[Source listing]
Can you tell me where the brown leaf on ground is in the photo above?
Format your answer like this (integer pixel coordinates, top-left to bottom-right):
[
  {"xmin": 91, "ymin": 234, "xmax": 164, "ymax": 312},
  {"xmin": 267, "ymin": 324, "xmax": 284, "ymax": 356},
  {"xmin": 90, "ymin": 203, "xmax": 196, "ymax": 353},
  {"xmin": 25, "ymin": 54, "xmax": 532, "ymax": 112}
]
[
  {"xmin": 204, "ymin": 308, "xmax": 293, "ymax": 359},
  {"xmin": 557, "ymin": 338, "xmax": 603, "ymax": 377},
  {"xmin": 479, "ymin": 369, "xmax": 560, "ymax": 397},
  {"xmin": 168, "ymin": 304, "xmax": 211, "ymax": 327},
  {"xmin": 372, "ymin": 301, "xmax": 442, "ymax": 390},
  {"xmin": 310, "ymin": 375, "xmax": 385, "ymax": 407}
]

__REQUIREMENT__
Retype the entire listing above, line for line, with no changes.

__EXERCISE OUTPUT__
Can you tell me where the brown leaf on ground is in the photo above?
Format your answer like this (integer pixel coordinates, top-left to bottom-right):
[
  {"xmin": 91, "ymin": 234, "xmax": 164, "ymax": 312},
  {"xmin": 267, "ymin": 324, "xmax": 284, "ymax": 356},
  {"xmin": 90, "ymin": 203, "xmax": 196, "ymax": 353},
  {"xmin": 25, "ymin": 54, "xmax": 532, "ymax": 112}
]
[
  {"xmin": 204, "ymin": 308, "xmax": 293, "ymax": 359},
  {"xmin": 557, "ymin": 338, "xmax": 603, "ymax": 377},
  {"xmin": 479, "ymin": 369, "xmax": 560, "ymax": 397},
  {"xmin": 168, "ymin": 304, "xmax": 211, "ymax": 327},
  {"xmin": 372, "ymin": 301, "xmax": 442, "ymax": 390},
  {"xmin": 310, "ymin": 375, "xmax": 385, "ymax": 407}
]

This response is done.